(Task brief):
Retype exactly the stretch of lines that begins at the line containing "Drop one point on every instance of the cockpit door" and ends at the last line of the data, with no other lines.

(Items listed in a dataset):
════

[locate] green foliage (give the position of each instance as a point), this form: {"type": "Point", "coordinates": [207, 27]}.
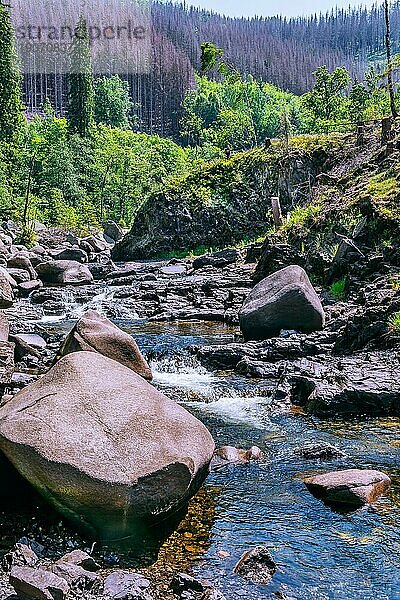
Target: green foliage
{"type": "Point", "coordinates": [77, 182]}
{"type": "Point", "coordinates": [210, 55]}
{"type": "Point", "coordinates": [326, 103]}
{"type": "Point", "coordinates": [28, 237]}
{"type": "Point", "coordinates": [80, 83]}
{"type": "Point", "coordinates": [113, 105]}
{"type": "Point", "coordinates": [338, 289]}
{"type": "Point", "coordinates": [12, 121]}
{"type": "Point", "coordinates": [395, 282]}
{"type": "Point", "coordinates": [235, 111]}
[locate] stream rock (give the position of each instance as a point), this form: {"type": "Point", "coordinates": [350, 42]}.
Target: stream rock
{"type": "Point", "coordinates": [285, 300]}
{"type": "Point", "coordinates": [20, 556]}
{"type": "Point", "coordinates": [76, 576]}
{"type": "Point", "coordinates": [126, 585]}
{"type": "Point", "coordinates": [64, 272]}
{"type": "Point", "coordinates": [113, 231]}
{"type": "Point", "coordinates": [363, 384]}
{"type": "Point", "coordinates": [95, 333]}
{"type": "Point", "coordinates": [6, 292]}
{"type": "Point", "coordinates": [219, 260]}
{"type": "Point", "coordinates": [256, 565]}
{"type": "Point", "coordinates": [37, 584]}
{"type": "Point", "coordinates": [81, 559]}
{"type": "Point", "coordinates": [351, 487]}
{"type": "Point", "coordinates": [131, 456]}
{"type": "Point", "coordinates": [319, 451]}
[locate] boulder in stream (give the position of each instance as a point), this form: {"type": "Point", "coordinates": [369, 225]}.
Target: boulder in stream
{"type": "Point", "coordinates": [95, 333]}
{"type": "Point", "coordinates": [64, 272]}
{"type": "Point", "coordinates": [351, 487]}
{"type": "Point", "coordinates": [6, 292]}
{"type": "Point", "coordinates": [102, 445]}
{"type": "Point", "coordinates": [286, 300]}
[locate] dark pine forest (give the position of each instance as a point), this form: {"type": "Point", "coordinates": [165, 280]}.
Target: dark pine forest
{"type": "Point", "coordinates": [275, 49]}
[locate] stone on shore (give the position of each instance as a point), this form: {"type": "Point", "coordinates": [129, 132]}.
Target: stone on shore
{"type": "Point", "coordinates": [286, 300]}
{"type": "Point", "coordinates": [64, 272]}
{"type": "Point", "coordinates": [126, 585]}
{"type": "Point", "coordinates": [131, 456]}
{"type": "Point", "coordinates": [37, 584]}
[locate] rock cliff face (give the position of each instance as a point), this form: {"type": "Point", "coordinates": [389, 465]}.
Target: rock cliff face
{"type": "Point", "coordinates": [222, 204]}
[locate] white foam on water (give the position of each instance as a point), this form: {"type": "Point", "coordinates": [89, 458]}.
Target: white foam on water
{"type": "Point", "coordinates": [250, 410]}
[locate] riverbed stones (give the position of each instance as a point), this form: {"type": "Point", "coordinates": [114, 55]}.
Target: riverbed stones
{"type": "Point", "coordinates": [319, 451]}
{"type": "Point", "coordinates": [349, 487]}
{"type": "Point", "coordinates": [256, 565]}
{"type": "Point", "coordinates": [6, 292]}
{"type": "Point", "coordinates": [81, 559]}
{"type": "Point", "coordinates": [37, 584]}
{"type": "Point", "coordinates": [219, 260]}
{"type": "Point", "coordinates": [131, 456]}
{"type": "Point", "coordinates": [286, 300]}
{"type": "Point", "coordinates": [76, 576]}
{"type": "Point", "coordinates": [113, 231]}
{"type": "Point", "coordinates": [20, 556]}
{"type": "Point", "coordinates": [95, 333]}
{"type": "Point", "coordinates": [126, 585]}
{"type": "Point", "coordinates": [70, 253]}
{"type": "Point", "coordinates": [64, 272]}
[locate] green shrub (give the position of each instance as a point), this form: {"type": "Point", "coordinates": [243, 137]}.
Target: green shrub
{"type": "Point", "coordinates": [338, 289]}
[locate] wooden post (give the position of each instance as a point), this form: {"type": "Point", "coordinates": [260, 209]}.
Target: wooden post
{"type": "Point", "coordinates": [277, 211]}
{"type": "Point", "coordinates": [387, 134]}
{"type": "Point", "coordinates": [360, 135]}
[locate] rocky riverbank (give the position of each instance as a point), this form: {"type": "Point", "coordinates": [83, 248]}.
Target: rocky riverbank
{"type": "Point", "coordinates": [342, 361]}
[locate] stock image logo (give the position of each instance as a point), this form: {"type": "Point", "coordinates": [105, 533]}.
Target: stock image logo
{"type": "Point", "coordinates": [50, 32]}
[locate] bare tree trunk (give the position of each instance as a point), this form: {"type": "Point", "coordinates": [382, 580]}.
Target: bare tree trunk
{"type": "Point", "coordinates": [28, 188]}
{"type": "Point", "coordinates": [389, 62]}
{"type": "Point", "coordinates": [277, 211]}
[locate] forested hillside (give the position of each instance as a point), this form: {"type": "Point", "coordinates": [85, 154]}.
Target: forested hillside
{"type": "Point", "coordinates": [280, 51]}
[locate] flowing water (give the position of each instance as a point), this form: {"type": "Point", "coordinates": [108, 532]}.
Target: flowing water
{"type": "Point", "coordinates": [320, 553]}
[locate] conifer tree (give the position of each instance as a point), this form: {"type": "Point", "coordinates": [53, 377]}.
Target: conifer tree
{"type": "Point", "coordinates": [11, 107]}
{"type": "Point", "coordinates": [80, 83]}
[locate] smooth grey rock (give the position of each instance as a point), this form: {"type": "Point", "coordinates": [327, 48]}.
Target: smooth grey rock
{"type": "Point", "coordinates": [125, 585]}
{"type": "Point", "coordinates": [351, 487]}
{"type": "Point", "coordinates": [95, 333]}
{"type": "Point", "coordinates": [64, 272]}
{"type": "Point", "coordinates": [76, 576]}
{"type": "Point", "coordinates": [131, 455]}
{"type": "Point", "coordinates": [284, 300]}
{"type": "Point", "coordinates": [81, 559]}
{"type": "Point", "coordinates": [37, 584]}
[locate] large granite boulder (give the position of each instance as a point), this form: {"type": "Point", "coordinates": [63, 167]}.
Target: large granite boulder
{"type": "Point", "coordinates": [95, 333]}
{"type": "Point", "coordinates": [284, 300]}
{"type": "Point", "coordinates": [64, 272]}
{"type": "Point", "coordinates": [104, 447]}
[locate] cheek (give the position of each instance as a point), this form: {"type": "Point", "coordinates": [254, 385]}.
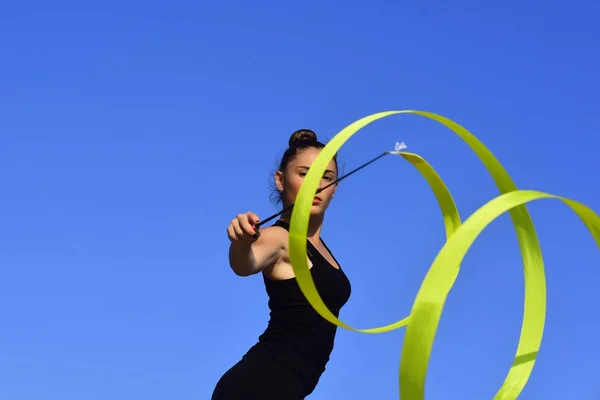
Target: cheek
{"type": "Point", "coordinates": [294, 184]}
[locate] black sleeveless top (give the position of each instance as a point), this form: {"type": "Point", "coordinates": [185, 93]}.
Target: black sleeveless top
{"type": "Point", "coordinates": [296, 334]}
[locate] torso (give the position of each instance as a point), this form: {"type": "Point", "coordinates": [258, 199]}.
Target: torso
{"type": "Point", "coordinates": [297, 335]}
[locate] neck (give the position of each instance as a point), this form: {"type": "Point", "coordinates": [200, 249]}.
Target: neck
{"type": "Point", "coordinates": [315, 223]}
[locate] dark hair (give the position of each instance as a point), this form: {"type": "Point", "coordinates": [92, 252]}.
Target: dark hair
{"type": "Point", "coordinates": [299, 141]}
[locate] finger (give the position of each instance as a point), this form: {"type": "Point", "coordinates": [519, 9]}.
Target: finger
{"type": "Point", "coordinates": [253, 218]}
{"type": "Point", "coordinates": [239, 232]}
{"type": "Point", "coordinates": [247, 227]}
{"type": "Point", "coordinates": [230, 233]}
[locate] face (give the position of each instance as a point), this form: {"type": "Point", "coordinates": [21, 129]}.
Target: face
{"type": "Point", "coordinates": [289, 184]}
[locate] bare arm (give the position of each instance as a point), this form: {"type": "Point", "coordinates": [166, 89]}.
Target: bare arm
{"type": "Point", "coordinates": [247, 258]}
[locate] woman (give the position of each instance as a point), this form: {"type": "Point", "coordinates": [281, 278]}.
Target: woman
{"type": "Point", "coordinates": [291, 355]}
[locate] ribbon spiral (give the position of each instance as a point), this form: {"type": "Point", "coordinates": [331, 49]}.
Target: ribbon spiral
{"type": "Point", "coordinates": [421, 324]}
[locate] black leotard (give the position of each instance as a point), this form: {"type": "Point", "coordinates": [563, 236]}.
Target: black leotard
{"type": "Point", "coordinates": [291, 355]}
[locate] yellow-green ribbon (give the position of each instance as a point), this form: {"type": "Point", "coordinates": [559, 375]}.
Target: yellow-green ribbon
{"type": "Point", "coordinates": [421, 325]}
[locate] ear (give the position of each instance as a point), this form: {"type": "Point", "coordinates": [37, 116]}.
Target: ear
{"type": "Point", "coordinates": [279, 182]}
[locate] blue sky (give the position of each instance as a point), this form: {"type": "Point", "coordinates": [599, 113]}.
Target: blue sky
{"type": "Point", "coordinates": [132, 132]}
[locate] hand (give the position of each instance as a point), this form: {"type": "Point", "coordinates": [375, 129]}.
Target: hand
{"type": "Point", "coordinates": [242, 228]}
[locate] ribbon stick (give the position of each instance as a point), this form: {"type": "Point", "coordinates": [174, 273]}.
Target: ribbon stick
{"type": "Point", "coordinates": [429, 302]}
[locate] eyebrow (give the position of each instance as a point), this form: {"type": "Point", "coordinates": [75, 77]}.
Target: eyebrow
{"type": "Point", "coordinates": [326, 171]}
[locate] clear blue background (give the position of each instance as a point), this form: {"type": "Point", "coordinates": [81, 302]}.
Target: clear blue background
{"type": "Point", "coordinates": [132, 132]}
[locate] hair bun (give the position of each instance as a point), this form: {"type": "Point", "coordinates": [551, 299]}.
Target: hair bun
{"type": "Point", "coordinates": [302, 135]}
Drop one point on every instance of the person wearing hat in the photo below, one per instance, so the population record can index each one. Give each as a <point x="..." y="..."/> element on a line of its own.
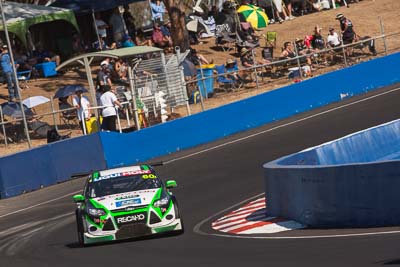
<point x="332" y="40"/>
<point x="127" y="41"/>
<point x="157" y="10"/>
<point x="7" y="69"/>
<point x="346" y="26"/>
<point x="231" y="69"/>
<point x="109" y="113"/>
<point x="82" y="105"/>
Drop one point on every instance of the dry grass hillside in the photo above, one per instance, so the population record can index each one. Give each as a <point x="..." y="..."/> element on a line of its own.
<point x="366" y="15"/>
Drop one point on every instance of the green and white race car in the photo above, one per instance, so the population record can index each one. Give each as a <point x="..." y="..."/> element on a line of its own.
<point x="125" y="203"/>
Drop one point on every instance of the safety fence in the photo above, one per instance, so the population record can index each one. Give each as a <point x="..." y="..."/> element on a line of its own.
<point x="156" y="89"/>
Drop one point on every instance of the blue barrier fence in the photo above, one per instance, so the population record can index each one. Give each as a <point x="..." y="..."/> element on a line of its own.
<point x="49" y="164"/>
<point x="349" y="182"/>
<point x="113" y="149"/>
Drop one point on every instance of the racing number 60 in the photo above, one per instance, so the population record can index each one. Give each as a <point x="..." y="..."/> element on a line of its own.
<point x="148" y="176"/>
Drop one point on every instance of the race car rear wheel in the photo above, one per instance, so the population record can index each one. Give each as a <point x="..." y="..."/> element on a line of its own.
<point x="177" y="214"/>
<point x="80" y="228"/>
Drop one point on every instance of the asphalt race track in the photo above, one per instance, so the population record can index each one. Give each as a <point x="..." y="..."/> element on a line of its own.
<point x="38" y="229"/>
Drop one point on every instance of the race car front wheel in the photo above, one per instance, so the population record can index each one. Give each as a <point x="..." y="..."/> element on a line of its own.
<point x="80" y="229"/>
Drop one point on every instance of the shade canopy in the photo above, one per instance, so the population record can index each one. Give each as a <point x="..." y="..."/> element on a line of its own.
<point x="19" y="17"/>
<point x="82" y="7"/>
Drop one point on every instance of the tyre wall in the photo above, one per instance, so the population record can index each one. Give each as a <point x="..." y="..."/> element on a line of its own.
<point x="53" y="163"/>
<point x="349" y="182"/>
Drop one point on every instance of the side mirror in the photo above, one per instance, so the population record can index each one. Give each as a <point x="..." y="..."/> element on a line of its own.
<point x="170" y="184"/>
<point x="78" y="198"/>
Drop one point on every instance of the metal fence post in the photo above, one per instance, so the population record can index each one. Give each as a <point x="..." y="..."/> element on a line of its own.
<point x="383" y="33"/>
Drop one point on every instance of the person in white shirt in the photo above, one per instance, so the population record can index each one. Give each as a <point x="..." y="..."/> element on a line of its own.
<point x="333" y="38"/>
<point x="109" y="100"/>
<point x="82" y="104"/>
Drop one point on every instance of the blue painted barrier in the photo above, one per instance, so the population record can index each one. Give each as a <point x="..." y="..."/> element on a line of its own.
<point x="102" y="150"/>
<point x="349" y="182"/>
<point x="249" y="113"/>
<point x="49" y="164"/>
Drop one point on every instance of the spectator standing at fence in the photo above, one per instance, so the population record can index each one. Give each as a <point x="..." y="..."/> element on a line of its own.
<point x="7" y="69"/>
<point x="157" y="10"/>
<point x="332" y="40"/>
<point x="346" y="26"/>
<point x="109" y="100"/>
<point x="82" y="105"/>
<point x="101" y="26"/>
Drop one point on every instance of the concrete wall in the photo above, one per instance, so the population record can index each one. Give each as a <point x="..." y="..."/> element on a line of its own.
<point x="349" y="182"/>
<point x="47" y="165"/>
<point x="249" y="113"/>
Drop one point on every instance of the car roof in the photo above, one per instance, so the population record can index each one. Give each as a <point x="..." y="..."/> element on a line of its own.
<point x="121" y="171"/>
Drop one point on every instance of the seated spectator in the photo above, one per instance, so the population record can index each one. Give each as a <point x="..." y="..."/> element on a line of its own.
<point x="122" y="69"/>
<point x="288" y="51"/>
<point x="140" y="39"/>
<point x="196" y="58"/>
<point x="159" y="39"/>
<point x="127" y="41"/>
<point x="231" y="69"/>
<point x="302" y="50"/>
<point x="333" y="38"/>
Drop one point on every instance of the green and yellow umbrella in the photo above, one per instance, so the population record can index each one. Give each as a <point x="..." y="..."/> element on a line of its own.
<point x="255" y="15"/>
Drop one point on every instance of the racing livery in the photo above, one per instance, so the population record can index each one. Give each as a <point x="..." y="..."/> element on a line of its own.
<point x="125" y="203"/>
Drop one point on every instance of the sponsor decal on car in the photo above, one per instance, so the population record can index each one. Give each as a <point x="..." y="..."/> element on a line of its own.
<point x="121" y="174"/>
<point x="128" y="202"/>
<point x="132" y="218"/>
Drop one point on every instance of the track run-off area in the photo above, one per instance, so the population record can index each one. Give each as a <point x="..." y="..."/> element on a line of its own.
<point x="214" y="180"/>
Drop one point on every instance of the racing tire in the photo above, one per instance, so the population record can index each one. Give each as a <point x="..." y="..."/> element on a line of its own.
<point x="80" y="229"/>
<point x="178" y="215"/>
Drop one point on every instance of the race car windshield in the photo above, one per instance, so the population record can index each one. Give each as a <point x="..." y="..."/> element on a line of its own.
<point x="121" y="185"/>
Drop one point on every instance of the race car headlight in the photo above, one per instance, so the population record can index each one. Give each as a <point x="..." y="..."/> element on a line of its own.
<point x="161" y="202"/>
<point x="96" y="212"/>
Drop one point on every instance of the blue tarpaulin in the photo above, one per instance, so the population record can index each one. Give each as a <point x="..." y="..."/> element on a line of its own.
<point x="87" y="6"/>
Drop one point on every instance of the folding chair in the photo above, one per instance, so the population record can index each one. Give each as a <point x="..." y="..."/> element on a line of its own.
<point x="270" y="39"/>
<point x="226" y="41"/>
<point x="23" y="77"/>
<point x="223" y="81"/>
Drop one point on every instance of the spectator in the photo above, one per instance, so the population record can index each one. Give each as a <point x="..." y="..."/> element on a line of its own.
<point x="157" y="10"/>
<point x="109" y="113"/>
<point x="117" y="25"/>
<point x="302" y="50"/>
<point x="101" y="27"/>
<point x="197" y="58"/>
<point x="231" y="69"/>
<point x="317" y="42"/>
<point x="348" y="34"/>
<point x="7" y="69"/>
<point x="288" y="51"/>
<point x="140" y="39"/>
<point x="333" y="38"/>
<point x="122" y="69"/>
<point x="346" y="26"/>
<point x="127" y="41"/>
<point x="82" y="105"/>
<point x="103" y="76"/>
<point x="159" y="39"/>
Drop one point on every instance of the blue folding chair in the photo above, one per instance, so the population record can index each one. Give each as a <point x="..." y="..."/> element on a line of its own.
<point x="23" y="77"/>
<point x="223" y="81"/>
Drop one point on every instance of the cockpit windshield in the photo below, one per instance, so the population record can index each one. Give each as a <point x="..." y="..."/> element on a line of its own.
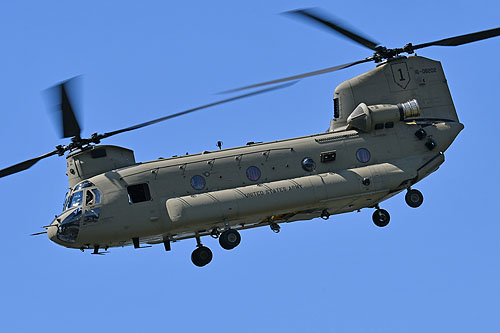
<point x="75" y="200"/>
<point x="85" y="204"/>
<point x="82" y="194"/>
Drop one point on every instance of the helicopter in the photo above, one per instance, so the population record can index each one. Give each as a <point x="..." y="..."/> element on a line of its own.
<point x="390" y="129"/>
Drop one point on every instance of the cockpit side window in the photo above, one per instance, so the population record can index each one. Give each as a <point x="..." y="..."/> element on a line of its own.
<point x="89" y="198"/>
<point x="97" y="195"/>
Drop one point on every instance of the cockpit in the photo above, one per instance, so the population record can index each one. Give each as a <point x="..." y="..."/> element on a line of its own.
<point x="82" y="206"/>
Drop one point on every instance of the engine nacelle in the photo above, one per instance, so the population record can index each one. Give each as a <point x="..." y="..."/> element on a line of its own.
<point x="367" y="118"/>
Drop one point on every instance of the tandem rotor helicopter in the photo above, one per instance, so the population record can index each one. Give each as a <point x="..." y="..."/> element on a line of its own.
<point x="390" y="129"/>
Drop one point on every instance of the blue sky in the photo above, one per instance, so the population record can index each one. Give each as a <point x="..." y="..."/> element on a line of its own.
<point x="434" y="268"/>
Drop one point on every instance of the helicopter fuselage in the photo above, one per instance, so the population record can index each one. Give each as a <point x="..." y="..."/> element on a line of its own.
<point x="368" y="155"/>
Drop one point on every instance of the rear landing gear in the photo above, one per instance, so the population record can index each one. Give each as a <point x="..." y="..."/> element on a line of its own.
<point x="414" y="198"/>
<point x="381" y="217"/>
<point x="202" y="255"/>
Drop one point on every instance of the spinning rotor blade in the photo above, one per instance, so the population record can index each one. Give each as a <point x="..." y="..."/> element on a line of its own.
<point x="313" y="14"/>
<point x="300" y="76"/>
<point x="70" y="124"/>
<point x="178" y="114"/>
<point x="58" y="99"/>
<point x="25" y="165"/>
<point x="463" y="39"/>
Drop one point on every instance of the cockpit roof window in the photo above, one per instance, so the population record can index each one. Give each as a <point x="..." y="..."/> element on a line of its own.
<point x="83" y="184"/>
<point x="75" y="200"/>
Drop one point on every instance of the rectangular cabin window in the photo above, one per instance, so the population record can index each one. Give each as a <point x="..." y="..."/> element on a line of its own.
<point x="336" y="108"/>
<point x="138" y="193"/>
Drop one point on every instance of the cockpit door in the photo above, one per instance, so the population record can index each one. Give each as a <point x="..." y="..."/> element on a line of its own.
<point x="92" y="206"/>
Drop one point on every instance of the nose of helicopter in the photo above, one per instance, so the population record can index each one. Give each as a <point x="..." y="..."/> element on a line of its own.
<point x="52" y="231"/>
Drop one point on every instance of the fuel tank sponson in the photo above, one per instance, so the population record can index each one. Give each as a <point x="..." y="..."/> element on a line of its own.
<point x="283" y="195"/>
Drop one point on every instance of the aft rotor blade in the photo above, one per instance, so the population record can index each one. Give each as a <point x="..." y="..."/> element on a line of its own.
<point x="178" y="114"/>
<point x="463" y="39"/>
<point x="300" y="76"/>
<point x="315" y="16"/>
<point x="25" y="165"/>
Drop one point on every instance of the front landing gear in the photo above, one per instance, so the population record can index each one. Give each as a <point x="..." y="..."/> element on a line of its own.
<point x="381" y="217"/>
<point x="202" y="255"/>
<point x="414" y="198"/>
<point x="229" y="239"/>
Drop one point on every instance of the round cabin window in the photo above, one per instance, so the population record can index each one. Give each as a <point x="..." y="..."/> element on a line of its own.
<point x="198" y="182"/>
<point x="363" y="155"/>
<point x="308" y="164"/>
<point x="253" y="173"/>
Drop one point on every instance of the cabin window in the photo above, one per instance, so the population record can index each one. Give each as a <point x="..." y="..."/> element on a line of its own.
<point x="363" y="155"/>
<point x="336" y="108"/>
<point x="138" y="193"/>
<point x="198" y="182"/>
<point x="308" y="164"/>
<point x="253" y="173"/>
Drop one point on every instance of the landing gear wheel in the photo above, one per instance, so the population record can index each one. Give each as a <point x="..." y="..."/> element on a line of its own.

════

(Solution):
Drop one point on every instance of the cockpit door in the photo above, one per instance, so the population record can index each one. Give each as a <point x="..." y="..."/> element on a line of its own.
<point x="92" y="206"/>
Drop one point on every instance of the nose of helicopter in the photo above, one per instance, so the population record can index each one. Give each as a <point x="..." y="..."/> element on a line of its own.
<point x="52" y="231"/>
Drop one point on every instance of the fuel tank sponson in the photo above, one per instance, so the population record can index each one. Give each as a <point x="..." y="..."/> element on a line of its own.
<point x="283" y="195"/>
Drop one point on every instance of the aft rotor blade in the photo above, one per instance, so the population record can index each one. Give each as a <point x="..." y="..."/> element on a line of its own.
<point x="178" y="114"/>
<point x="463" y="39"/>
<point x="300" y="76"/>
<point x="315" y="16"/>
<point x="25" y="165"/>
Drop one point on every instance of the front landing gear in the photo above, one per instance, so the population record can index each one. Give each as a <point x="..." y="..."/> element on a line of its own.
<point x="381" y="217"/>
<point x="202" y="255"/>
<point x="414" y="198"/>
<point x="229" y="239"/>
Drop one point on every instance of the round cabin window in the photo above, one per instance, so the population record can index each one. Give each as a <point x="..." y="..."/> element on a line of its own.
<point x="198" y="182"/>
<point x="363" y="155"/>
<point x="308" y="164"/>
<point x="253" y="173"/>
Drop one point on every instance of the cabin window in the photo above, one per instance, so the population record can index each one. Give each as a <point x="..." y="..."/> element on a line of its own.
<point x="363" y="155"/>
<point x="336" y="108"/>
<point x="138" y="193"/>
<point x="198" y="182"/>
<point x="308" y="164"/>
<point x="253" y="173"/>
Drop one point on every instance of the landing gear wheel in the photo above, one per instance, so the population record can index each one. Give each as a <point x="..." y="..."/> element on a line of its own.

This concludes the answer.